TO BE DONE: Lay out the whole listing below as a two-column CSV with the headers instruction and points. Give one row per instruction, put each field in double quotes, and replace any line breaks inside a field with spaces.

TASK INPUTS:
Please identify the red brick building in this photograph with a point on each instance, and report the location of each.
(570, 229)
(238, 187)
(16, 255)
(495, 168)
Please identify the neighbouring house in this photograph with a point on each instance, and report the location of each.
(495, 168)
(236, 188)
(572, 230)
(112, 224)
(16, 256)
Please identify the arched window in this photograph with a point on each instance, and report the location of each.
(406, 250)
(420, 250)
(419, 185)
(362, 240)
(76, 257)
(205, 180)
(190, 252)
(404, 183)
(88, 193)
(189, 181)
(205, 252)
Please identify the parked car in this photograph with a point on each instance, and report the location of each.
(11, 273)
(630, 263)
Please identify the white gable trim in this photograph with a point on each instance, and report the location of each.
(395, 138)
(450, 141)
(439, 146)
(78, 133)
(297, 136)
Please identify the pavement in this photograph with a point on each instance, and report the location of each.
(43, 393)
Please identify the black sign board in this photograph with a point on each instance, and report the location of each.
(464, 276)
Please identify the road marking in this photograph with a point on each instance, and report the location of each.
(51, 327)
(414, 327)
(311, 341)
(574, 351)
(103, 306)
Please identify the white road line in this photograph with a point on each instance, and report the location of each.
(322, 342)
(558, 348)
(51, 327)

WRITTEN RESPONSE:
instruction,points
"Please identify the red brick building in this photograph with a point on each instance, and report the location of each.","(570, 229) (238, 187) (16, 255) (495, 168)"
"Please identify the neighbouring house in this photograph with a point on each instance, and report the location of each.","(495, 168) (236, 188) (572, 230) (112, 224) (16, 256)"
"Please identify the arched window in this photograph with a point on each instance, and report the location of each.","(406, 250) (420, 250) (419, 185) (362, 240) (76, 257) (205, 180) (190, 252) (404, 183) (88, 193) (189, 181) (205, 252)"
"Please identify the parked car in this photograph with a point on each instance, and report the location of each.","(11, 273) (630, 263)"
"Please identify the white gable trim in this photograph with a point on each instance, and report the location of each.","(395, 138) (450, 141) (439, 146) (78, 133) (297, 136)"
"Please identify the pavement in this photograph with a point on each instance, and report the location of each.","(43, 393)"
"Please identify the black sign board in this photograph with a point on each instance, and report the location of each.","(464, 276)"
"Please identify the road marking in this photograph with a point on each instance, and report the location of each.","(51, 327) (414, 327) (311, 341) (574, 351) (103, 306)"
"Please identify the white road line in this photograph with a point on each instance, and report the location of each.","(322, 342) (558, 348) (51, 327)"